■ **Your goal**
Retype, exactly as written, every line from the one containing "If you could place a marker on the cheese rind" through the last line of the records below, both included; skip the pictures.

Stored items
[Start of Attachment]
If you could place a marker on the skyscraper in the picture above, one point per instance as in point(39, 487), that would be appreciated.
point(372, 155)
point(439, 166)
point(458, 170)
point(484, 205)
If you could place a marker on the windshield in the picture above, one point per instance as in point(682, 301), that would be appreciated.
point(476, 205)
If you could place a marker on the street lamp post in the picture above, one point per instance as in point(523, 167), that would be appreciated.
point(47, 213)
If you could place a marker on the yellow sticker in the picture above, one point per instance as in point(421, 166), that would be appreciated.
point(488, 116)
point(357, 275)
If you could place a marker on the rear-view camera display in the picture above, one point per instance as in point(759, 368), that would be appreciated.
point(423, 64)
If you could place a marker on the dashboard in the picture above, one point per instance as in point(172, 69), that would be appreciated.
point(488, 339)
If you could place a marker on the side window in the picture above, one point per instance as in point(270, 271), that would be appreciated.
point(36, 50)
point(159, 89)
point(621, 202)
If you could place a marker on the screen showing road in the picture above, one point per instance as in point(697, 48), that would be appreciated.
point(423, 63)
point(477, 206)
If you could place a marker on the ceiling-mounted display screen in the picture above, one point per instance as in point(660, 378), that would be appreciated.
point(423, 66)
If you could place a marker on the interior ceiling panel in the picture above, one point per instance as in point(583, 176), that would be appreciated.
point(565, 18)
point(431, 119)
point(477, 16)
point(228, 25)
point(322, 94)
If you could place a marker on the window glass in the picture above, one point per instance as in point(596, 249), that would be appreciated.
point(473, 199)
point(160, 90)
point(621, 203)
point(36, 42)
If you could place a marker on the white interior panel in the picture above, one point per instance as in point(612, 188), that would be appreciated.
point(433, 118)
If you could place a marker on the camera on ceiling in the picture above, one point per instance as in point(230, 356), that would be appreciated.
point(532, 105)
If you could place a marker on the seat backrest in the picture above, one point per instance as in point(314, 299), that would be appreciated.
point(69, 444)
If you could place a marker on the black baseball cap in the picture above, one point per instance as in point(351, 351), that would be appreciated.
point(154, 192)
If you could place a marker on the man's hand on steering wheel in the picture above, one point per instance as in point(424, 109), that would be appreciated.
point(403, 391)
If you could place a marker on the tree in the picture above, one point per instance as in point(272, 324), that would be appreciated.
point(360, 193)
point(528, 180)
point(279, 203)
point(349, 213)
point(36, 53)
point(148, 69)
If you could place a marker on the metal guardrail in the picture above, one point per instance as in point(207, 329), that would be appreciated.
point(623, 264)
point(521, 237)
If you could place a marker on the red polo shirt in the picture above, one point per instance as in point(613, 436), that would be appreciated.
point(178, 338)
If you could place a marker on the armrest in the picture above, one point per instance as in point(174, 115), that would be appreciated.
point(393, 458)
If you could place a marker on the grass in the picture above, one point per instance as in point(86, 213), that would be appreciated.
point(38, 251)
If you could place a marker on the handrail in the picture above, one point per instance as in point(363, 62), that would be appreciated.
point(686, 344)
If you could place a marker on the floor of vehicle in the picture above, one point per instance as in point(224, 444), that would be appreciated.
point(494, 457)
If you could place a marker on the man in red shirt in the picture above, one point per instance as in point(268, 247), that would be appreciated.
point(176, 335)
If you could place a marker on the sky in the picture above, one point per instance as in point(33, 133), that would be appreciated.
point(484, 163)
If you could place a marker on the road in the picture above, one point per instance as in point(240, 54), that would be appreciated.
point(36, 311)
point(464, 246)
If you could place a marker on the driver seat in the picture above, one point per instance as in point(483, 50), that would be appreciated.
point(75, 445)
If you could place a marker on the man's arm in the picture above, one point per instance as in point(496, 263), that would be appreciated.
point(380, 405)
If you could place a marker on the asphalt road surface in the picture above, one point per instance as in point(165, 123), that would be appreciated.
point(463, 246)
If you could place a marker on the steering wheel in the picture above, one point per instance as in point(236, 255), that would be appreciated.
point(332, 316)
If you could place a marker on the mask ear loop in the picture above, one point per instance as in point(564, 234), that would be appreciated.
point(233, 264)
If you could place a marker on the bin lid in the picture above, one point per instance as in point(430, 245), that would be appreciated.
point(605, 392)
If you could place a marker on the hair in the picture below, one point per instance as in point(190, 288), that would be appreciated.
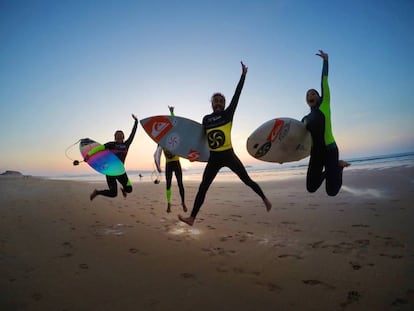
point(316, 91)
point(119, 132)
point(218, 94)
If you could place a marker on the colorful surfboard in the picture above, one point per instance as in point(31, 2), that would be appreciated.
point(104, 162)
point(181, 136)
point(280, 140)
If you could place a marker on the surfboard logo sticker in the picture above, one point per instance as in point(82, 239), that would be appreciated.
point(216, 139)
point(284, 131)
point(193, 155)
point(158, 126)
point(277, 127)
point(173, 141)
point(263, 150)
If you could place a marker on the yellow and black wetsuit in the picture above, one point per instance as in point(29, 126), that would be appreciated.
point(121, 151)
point(218, 130)
point(324, 152)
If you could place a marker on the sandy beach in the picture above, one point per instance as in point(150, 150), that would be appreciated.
point(355, 251)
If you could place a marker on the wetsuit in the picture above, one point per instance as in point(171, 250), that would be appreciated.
point(172, 165)
point(324, 151)
point(218, 130)
point(120, 150)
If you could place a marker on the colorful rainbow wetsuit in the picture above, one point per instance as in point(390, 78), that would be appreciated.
point(121, 151)
point(218, 131)
point(324, 152)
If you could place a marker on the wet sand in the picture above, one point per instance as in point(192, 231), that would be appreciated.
point(355, 251)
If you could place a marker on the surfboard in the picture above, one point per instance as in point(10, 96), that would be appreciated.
point(104, 162)
point(181, 136)
point(280, 140)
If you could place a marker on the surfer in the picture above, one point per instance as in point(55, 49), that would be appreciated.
point(218, 131)
point(172, 165)
point(324, 151)
point(120, 148)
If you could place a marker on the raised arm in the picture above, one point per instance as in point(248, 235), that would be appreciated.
point(325, 94)
point(236, 96)
point(134, 130)
point(157, 158)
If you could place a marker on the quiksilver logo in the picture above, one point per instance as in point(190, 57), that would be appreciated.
point(157, 128)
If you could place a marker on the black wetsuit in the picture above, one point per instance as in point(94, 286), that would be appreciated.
point(121, 151)
point(172, 165)
point(324, 151)
point(218, 131)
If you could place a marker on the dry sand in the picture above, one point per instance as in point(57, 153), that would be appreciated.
point(355, 251)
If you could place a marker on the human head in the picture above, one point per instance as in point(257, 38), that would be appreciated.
point(119, 136)
point(313, 98)
point(218, 102)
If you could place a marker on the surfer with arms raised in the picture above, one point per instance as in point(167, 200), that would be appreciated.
point(324, 151)
point(218, 131)
point(120, 148)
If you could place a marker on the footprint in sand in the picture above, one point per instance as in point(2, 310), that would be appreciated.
point(290, 256)
point(187, 275)
point(272, 287)
point(355, 265)
point(83, 266)
point(317, 282)
point(353, 296)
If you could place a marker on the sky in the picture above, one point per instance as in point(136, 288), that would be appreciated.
point(76, 69)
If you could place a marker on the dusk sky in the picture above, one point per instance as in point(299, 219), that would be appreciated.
point(75, 69)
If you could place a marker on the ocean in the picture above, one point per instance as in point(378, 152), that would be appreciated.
point(261, 172)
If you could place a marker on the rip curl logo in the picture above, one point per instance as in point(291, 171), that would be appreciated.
point(216, 139)
point(284, 131)
point(157, 127)
point(193, 155)
point(277, 127)
point(263, 150)
point(173, 141)
point(168, 154)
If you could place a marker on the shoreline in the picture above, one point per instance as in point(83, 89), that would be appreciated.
point(355, 251)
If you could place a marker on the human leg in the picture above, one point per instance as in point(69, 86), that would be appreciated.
point(334, 171)
point(209, 174)
point(168, 179)
point(179, 176)
point(315, 174)
point(112, 190)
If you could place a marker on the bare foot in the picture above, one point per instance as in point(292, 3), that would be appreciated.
point(188, 220)
point(123, 193)
point(267, 204)
point(93, 195)
point(343, 163)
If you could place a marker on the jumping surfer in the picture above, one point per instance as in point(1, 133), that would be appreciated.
point(324, 151)
point(218, 130)
point(120, 148)
point(172, 165)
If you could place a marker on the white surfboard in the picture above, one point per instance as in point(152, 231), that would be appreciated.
point(181, 136)
point(280, 140)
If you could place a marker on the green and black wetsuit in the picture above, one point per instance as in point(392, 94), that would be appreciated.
point(218, 130)
point(324, 152)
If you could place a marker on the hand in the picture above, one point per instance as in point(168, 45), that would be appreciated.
point(244, 69)
point(323, 55)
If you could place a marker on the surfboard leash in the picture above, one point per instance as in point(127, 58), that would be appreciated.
point(74, 162)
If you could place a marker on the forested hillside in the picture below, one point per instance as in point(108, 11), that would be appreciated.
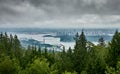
point(85, 58)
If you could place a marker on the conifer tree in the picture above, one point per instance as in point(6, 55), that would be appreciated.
point(101, 41)
point(80, 52)
point(114, 50)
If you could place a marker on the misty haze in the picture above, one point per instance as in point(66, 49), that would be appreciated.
point(59, 36)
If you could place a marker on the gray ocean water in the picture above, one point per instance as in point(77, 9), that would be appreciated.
point(57, 37)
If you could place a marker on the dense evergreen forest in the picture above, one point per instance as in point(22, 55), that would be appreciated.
point(85, 58)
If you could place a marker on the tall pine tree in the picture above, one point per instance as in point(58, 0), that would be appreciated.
point(80, 52)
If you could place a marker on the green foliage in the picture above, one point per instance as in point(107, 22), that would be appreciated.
point(114, 50)
point(80, 53)
point(85, 58)
point(8, 65)
point(111, 70)
point(39, 66)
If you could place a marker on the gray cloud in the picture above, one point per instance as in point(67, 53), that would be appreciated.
point(59, 13)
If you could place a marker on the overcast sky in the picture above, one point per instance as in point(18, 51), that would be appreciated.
point(60, 13)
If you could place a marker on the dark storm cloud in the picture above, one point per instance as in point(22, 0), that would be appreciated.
point(61, 12)
point(80, 6)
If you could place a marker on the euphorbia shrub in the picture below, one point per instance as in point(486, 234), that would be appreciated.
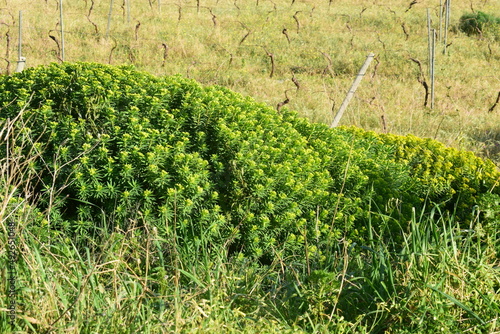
point(212, 166)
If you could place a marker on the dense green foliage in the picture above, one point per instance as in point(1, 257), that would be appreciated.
point(157, 191)
point(214, 165)
point(480, 23)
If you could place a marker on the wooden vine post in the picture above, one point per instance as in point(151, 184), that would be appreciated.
point(21, 61)
point(351, 92)
point(62, 29)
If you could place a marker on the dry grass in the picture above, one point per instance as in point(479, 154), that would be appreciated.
point(229, 43)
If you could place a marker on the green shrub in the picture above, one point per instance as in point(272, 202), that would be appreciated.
point(479, 24)
point(208, 166)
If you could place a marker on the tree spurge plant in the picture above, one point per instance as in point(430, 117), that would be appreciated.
point(208, 164)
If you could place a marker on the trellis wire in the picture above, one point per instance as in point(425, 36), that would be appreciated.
point(62, 29)
point(351, 92)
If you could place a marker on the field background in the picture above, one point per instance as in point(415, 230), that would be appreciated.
point(320, 44)
point(444, 278)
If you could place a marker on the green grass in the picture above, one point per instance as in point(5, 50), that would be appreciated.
point(328, 42)
point(436, 277)
point(431, 275)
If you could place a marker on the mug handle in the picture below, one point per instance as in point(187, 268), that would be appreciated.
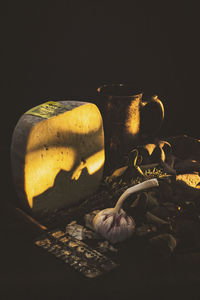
point(152, 116)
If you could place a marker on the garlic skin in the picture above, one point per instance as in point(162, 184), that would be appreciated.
point(113, 223)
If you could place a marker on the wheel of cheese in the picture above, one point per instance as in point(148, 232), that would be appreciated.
point(57, 154)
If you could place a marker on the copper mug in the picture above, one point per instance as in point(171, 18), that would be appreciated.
point(128, 120)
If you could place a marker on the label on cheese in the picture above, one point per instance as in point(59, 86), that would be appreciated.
point(49, 109)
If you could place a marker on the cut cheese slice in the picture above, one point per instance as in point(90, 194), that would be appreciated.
point(57, 154)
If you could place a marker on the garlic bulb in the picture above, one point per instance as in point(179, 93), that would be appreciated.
point(113, 223)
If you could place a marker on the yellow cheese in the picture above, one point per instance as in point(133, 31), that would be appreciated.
point(57, 154)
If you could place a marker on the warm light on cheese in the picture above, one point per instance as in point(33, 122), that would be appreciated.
point(92, 163)
point(57, 161)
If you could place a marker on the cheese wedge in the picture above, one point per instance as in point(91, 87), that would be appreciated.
point(57, 154)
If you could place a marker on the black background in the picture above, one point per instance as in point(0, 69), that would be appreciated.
point(66, 49)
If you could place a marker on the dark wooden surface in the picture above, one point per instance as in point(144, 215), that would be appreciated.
point(60, 51)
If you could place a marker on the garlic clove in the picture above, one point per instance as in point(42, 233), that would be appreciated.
point(114, 227)
point(113, 223)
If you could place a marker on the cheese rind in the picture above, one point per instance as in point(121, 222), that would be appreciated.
point(57, 160)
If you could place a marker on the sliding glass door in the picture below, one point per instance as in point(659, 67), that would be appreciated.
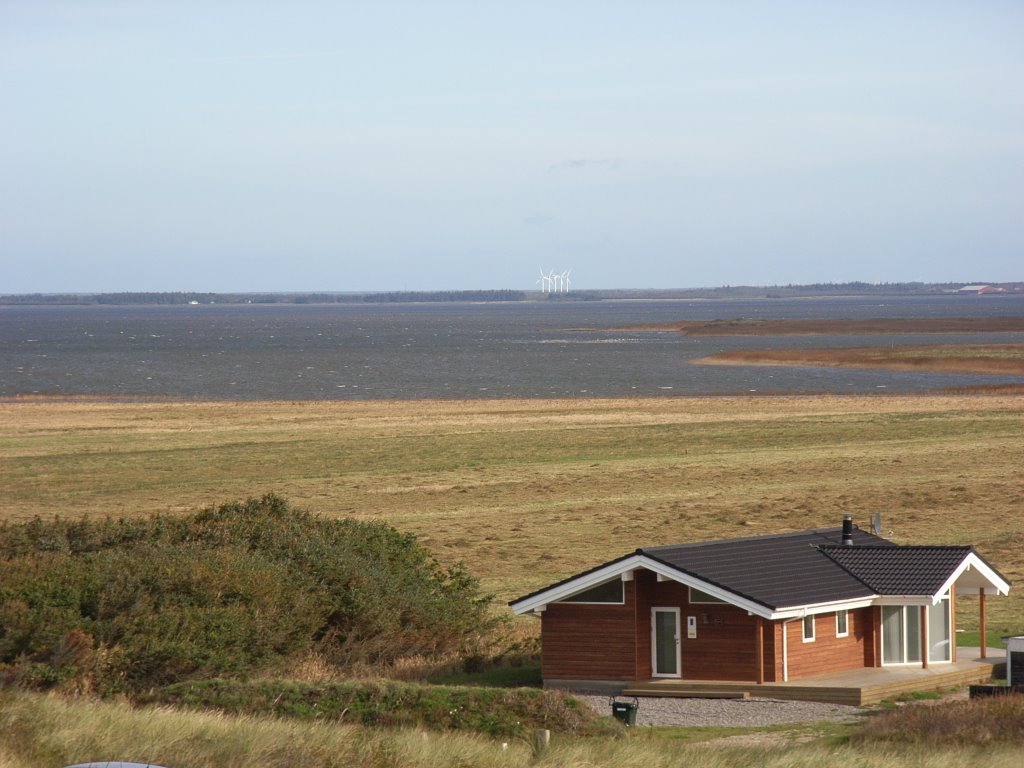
[End of Attachment]
■ **Written response**
If you could place a marker on the cheese rind in the picture above, one point per instance as in point(121, 222), that would be appreciated.
point(57, 160)
If you could place a marker on the sliding glass door in the picture below, one point per instance as in point(659, 67), that would be appreciated.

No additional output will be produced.